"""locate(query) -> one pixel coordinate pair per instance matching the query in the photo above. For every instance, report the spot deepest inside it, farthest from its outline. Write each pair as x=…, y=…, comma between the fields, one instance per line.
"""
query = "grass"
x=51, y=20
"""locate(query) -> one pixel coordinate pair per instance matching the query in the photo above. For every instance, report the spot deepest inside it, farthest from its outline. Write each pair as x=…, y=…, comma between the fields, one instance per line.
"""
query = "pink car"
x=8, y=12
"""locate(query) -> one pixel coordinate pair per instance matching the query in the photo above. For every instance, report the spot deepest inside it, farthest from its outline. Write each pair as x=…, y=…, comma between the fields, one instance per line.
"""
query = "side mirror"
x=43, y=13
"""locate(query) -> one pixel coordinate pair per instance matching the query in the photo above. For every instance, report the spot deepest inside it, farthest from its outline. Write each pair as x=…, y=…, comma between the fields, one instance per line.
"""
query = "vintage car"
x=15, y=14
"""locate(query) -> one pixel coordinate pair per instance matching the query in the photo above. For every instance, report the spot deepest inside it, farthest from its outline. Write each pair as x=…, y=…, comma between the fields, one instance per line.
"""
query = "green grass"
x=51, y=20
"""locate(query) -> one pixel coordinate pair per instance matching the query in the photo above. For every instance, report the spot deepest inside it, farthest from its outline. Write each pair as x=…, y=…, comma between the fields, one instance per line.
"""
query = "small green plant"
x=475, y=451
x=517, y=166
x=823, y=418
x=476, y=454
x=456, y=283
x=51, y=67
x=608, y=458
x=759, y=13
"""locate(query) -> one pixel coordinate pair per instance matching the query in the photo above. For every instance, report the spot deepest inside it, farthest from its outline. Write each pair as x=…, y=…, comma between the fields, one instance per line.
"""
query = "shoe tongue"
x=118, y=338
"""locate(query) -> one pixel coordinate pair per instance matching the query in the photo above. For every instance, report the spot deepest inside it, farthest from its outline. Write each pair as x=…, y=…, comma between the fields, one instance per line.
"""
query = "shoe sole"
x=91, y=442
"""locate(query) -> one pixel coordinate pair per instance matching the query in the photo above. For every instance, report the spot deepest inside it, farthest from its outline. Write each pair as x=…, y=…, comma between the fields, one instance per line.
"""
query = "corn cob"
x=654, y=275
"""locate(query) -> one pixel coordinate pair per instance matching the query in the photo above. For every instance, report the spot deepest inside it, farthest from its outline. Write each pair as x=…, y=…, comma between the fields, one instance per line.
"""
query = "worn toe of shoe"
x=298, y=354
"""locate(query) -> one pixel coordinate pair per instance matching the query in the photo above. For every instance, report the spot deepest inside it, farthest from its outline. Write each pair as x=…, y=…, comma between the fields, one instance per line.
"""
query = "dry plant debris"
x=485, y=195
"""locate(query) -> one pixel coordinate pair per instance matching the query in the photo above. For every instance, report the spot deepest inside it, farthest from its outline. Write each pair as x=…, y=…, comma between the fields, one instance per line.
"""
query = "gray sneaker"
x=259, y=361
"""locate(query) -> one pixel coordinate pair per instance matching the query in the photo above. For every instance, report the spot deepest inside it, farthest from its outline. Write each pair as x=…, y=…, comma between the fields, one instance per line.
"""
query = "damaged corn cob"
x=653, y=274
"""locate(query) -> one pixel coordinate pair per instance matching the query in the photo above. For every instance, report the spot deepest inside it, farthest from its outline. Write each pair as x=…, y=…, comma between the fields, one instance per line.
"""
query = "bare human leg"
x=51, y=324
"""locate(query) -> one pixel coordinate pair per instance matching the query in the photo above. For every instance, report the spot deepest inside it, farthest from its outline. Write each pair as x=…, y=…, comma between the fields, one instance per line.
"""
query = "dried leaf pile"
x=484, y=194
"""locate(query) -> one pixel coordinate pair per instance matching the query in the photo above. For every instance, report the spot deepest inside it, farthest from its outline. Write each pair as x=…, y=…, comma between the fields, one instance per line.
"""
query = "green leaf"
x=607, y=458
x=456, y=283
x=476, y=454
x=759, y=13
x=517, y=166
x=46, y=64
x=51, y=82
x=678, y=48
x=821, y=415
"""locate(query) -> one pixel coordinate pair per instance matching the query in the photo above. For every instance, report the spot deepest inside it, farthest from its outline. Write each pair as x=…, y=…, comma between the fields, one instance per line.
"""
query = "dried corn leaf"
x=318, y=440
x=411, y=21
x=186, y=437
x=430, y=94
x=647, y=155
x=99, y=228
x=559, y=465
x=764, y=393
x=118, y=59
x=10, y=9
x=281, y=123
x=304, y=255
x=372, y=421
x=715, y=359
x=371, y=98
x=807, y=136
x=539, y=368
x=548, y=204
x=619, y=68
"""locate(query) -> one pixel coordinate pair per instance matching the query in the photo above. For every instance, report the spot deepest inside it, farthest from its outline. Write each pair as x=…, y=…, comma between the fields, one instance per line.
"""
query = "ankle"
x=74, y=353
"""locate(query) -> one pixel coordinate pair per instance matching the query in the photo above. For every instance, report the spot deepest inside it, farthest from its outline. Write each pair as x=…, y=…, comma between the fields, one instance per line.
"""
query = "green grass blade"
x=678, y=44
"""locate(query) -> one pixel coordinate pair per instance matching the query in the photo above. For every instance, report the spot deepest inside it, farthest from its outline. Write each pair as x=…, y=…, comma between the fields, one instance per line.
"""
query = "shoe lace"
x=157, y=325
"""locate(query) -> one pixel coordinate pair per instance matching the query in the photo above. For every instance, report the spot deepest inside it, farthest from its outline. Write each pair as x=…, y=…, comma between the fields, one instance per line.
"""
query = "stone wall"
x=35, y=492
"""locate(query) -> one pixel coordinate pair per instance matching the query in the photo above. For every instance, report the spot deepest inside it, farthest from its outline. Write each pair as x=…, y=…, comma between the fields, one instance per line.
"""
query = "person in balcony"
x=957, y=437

◆ ◆ ◆

Copy each record from above without leaving any out.

"""locate(query) -> one pixel coordinate pair per instance matching the query in the photo above. For every instance, report the spot deepest inside it, farthest from its outline. Write each pair as x=…, y=…, comma between the fields, one instance per line.
"""
query = "grass"
x=51, y=20
"""locate(query) -> one pixel coordinate pair per instance matching the query in the photo above. For every instance, report the spot deepest inside it, farthest from its outline. Write each pair as x=…, y=…, comma between the fields, one instance per line.
"""
query = "pink car"
x=8, y=12
"""locate(query) -> one pixel coordinate pair per instance matching the query in the photo above. For every instance, report the spot deepest inside it, farthest from its outline. Write each pair as x=…, y=…, comma between the fields, one instance per line.
"""
query = "side mirror"
x=43, y=13
"""locate(query) -> one pixel coordinate pair per instance matching the query in the photo above. For every instance, report the spot deepest inside it, farthest from its outline. Write each pair as x=…, y=…, comma between the fields, one instance per line.
"""
query = "vintage car"
x=15, y=14
"""locate(query) -> one pixel coordinate pair per instance matching the query in the photo above. For every instance, report the spot deepest inside it, farthest from its outline. Write each pair as x=…, y=…, comma between the fields, one instance per line.
"""
query = "green grass"
x=51, y=20
"""locate(query) -> one pixel coordinate pair per instance matching the query in the photo above. For every instance, report the spot deepest inside it, farthest from its outline. Write each pair as x=…, y=…, comma between the fields, one instance per line.
"""
query = "small green plant"
x=475, y=451
x=517, y=166
x=823, y=418
x=476, y=454
x=456, y=283
x=51, y=67
x=608, y=458
x=759, y=13
"""locate(query) -> one pixel coordinate pair per instance matching the query in the photo above. For every instance, report the spot deepest inside it, farthest from its outline. Write each pair as x=…, y=…, comma between the fields, one instance per line.
"""
query = "shoe tongue"
x=118, y=338
"""locate(query) -> one pixel coordinate pair per instance matching the query in the photo above. For every instance, report the spot deepest inside it, farthest from its outline. Write each pair as x=…, y=…, comma between the fields, one instance per line.
"""
query = "shoe sole"
x=91, y=442
"""locate(query) -> one pixel coordinate pair per instance matching the query in the photo above. For every instance, report the spot deepest inside it, farthest from its outline. Write each pair as x=…, y=…, comma between the fields, one instance per line.
"""
query = "corn cob"
x=654, y=275
"""locate(query) -> one pixel coordinate pair per instance matching the query in the photo above. For every instance, report the spot deepest inside it, farthest from its outline. Write each pair as x=…, y=…, comma between the fields, one instance per line.
"""
query = "worn toe of shoe"
x=298, y=354
"""locate(query) -> one pixel coordinate pair per instance matching the query in the photo above. For every instance, report the spot deepest inside it, farthest from its outline. Write each pair as x=…, y=…, comma between the fields, one instance per line.
"""
query = "dry plant debris"
x=485, y=195
"""locate(query) -> one pixel coordinate pair per instance matching the query in the photo above. For every instance, report the spot deepest inside it, farthest from its outline. Write each pair as x=…, y=…, comma between the fields, one instance per line.
"""
query = "gray sneaker"
x=259, y=361
"""locate(query) -> one pixel coordinate pair per instance matching the query in the photo above. For every instance, report the spot deepest inside it, farthest from its outline. Write each pair as x=…, y=…, comma between the fields, one instance per line.
"""
query = "damaged corn cob"
x=653, y=274
"""locate(query) -> one pixel coordinate pair per instance matching the query in the photo above. For every instance, report the spot deepest inside it, farthest from its outline. Write each pair as x=…, y=…, comma between the fields, one instance per line.
"""
query = "bare human leg"
x=51, y=324
"""locate(query) -> one pixel coordinate pair per instance matching the query in the photo above. For every instance, report the spot deepest inside it, farthest from its outline. Write each pair as x=…, y=…, comma between the fields, one instance per line.
"""
query = "dried leaf pile"
x=484, y=194
"""locate(query) -> one pixel coordinate pair per instance matching the query in the photo above. For every instance, report the spot deepest inside it, farthest from its outline. Write each pair as x=…, y=…, comma between the fields, one instance per line.
"""
query = "green leaf"
x=607, y=458
x=456, y=283
x=476, y=454
x=759, y=13
x=517, y=166
x=46, y=64
x=51, y=82
x=678, y=48
x=821, y=415
"""locate(query) -> one pixel coordinate pair per instance matching the query in the photo above. For every instance, report the spot deepest inside it, farthest from its outline. Write each pair as x=…, y=…, comma between the fields, one instance per line.
"""
query = "dried corn leaf"
x=318, y=440
x=411, y=21
x=186, y=437
x=430, y=94
x=647, y=155
x=99, y=228
x=559, y=465
x=764, y=393
x=118, y=59
x=10, y=9
x=281, y=123
x=304, y=255
x=372, y=421
x=715, y=359
x=371, y=98
x=807, y=136
x=539, y=368
x=548, y=204
x=619, y=68
"""locate(query) -> one pixel coordinate pair per instance matching the query in the photo above. For every instance, report the spot deepest inside it, farthest from its outline. Write each pair as x=…, y=…, comma between the fields, one instance per line.
"""
query = "ankle"
x=74, y=353
"""locate(query) -> one pixel coordinate pair per instance matching the query in the photo above. For every instance, report the spot deepest inside it, farthest from its outline. Write each pair as x=…, y=…, comma between the fields, one instance per line.
"""
query = "green grass blade"
x=678, y=44
"""locate(query) -> one pixel coordinate pair per instance matching the query in the photo above. For every instance, report the spot deepest inside it, farthest from its outline. Write each pair as x=…, y=…, comma between the fields, one instance per line.
"""
query = "shoe lace"
x=157, y=325
"""locate(query) -> one pixel coordinate pair per instance matching the query in the photo above. For every instance, report the spot deepest inside it, farthest from its outline. Write each pair as x=…, y=…, comma between the fields, one instance per line.
"""
query = "stone wall"
x=35, y=492
"""locate(query) -> one pixel coordinate pair per instance matching the query in the photo above. For every instance, report the spot deepest inside it, farthest from its outline. Write each pair as x=…, y=…, comma between the fields, one instance per line.
"""
query = "person in balcony"
x=957, y=437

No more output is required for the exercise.